▶ Short problem
Your task is to transcribe the entries below exactly, beginning with the line containing "indicate the tail fin, one dot per instance" and ending with the final line, and to add nothing else.

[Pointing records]
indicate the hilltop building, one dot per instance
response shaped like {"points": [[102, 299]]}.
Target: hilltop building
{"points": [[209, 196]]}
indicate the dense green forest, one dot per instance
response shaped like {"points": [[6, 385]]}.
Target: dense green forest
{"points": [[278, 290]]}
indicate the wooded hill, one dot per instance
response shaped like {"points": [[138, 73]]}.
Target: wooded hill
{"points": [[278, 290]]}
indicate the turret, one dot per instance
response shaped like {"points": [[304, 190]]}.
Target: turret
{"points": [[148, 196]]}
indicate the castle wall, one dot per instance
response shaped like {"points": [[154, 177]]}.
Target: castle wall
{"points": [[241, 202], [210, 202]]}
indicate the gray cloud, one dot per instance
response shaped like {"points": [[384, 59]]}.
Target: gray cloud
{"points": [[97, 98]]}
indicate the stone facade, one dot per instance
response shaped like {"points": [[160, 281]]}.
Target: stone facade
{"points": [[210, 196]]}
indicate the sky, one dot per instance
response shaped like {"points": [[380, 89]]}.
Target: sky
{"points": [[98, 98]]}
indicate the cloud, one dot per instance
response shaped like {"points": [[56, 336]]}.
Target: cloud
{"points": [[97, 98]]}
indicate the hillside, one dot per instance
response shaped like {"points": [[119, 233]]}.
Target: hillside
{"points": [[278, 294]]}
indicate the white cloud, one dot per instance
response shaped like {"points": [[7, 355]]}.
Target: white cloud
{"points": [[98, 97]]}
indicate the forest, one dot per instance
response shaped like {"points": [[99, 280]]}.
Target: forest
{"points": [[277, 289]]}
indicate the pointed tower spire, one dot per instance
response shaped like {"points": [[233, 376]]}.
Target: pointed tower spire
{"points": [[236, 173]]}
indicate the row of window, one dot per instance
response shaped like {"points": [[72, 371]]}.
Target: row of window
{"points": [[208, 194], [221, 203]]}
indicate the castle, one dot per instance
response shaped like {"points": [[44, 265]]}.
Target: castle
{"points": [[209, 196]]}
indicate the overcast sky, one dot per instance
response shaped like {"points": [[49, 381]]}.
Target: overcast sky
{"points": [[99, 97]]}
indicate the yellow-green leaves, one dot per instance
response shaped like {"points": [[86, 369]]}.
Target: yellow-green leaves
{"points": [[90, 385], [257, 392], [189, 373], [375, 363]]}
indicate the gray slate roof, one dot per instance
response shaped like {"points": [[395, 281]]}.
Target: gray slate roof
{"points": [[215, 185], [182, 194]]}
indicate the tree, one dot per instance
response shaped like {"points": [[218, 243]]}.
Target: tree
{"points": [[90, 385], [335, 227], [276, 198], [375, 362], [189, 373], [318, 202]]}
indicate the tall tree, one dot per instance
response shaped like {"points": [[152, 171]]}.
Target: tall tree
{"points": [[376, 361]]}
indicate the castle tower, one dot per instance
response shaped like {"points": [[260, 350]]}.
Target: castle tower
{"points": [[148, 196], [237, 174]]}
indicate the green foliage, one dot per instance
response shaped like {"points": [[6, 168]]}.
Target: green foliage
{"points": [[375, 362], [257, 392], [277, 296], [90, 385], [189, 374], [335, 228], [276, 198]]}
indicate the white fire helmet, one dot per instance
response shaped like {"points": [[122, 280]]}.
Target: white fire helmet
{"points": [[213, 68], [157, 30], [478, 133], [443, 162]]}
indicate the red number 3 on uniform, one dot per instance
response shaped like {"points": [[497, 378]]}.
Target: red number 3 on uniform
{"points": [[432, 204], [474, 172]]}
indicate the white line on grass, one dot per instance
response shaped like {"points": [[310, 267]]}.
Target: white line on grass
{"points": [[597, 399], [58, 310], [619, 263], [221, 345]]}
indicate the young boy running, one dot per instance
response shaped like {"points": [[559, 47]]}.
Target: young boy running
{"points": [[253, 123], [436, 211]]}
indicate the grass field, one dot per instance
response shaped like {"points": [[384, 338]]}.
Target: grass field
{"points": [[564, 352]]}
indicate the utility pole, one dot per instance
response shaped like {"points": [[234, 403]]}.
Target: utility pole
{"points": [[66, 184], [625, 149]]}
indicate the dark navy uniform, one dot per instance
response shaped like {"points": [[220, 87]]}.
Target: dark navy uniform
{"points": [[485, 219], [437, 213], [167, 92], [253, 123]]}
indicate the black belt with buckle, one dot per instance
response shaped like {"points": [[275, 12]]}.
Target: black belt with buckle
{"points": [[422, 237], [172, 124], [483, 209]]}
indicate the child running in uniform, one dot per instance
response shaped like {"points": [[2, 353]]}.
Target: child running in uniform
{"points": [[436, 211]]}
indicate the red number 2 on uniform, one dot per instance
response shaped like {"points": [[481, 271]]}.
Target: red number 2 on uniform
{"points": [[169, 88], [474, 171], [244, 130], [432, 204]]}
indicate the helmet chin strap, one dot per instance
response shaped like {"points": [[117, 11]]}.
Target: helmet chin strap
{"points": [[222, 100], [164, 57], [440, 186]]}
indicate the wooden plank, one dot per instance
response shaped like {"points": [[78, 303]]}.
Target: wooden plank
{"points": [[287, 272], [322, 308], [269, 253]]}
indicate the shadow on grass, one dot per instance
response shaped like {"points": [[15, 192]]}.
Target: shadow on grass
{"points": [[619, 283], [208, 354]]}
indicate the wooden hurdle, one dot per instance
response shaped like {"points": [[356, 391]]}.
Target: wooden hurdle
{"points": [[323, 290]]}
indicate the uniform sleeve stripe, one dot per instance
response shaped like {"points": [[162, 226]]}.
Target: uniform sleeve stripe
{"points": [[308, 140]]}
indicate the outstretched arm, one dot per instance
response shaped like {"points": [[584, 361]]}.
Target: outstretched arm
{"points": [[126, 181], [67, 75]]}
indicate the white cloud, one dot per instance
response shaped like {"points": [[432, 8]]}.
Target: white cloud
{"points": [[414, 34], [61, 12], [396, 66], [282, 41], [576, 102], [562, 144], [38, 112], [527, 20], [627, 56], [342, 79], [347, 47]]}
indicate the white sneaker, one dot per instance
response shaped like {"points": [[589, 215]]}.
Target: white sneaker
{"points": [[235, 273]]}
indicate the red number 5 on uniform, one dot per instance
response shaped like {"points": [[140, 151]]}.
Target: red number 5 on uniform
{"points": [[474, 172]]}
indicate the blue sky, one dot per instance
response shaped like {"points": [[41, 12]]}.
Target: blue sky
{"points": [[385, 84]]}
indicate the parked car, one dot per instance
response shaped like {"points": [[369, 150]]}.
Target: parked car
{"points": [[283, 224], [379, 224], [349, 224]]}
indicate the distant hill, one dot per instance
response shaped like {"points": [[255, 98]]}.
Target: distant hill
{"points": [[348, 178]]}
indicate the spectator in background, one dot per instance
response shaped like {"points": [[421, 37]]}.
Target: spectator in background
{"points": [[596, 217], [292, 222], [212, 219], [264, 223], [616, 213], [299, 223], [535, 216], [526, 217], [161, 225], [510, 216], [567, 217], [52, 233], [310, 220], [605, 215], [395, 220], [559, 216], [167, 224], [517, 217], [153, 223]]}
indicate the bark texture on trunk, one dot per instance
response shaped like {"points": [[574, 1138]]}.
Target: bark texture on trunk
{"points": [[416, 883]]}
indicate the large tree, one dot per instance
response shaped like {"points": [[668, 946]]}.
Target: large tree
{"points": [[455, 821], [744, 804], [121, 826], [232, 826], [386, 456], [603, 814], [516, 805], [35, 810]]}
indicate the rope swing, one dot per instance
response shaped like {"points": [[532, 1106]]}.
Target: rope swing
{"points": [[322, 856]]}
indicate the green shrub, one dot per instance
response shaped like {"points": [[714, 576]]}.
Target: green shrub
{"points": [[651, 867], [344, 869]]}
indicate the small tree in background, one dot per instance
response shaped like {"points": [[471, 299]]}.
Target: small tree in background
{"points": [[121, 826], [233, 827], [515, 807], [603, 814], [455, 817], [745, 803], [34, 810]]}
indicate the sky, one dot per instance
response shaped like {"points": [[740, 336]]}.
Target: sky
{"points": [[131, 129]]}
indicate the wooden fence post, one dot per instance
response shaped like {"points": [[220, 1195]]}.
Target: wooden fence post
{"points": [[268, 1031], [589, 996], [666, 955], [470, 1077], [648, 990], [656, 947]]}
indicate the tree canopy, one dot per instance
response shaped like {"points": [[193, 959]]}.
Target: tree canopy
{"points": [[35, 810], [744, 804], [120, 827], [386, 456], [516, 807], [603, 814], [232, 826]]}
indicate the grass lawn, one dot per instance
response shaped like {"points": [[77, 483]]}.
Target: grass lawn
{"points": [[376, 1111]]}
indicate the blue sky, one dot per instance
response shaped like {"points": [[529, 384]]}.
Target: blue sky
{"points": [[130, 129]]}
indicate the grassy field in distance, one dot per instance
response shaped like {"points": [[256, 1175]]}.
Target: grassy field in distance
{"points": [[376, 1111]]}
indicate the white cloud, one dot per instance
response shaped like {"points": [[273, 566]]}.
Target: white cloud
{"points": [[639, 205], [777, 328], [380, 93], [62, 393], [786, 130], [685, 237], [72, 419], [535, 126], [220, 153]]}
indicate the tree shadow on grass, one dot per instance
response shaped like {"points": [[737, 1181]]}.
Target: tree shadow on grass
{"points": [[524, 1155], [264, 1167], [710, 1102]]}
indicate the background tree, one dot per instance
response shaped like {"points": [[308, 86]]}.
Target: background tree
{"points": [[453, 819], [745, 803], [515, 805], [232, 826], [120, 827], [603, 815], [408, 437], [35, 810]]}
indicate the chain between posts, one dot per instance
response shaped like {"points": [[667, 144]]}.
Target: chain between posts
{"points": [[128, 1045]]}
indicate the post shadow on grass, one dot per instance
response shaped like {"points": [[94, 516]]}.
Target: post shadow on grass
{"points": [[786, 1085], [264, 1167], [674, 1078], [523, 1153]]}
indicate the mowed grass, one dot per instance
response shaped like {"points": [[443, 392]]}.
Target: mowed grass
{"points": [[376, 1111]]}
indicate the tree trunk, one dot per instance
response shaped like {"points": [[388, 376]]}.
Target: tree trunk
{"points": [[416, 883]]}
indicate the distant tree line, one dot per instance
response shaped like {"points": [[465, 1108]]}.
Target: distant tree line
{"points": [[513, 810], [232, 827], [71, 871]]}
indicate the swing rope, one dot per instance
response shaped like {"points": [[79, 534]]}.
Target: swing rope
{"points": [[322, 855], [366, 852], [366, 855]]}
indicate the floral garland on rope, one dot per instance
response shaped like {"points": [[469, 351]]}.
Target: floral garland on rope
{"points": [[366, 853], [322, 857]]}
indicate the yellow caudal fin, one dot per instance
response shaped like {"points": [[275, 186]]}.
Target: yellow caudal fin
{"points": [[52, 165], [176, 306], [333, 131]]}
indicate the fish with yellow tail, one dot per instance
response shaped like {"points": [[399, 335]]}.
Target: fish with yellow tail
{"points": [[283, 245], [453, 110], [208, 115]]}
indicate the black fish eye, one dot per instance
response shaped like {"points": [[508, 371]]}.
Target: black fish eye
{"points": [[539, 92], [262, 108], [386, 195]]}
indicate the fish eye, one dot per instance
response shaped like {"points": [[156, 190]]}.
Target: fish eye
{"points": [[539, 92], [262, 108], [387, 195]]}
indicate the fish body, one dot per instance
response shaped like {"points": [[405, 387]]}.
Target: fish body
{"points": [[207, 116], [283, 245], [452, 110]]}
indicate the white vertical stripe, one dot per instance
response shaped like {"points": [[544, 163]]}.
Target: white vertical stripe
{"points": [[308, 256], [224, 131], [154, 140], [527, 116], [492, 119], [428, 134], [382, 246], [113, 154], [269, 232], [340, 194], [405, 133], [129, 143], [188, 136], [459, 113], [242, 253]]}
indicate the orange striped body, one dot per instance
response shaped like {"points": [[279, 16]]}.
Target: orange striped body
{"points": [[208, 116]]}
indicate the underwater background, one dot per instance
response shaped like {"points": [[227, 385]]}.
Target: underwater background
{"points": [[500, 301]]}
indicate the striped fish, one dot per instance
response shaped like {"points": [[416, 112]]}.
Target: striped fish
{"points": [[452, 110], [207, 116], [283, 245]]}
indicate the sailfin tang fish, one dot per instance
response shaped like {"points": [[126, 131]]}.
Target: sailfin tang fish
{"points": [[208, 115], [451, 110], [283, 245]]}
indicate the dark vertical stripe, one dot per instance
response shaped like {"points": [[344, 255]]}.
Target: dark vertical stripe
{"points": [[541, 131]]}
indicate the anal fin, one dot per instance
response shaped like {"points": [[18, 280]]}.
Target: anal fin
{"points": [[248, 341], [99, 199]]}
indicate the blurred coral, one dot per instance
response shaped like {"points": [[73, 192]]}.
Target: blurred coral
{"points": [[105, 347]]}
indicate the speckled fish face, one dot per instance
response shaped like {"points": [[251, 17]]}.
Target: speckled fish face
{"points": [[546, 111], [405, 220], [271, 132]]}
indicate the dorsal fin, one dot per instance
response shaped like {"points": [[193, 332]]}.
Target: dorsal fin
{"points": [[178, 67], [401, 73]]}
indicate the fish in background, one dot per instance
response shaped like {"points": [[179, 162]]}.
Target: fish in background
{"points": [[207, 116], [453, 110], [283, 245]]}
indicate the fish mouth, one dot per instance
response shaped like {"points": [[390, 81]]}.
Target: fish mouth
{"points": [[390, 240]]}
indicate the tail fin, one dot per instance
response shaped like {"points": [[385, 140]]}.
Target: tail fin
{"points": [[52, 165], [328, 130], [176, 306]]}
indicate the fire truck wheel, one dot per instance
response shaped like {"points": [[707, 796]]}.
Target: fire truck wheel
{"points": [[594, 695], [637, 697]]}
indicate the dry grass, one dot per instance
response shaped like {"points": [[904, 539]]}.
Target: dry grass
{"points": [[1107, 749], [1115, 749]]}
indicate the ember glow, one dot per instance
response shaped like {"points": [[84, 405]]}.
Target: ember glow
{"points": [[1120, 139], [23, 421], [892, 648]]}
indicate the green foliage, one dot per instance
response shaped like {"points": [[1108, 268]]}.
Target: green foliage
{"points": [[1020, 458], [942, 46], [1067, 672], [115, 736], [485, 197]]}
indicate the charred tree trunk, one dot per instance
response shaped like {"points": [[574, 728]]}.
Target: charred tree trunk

▶ Complete response
indicate the tail fin, one dot per instance
response shaped like {"points": [[385, 140]]}.
Target: tail fin
{"points": [[52, 165], [328, 130], [176, 306]]}
indicate the fire truck wheel, one dot per instance
response shaped like {"points": [[707, 796]]}.
Target: fire truck wheel
{"points": [[594, 695], [637, 697]]}
indicate the dry grass, one dot per instance
response shaped like {"points": [[904, 539]]}.
Target: dry grass
{"points": [[1107, 749], [1115, 749]]}
indicate the ember glow, one dot per instance
response shaped like {"points": [[84, 405]]}.
Target: ember glow
{"points": [[1120, 139], [23, 421], [892, 648]]}
indicate the green foliage, one dot per instance
response shaped like {"points": [[1108, 268]]}.
Target: green foliage
{"points": [[1020, 458], [942, 46], [1067, 672], [115, 736], [485, 197]]}
indicate the charred tree trunk, one dot per instance
response shaped like {"points": [[574, 728]]}.
Target: charred tree trunk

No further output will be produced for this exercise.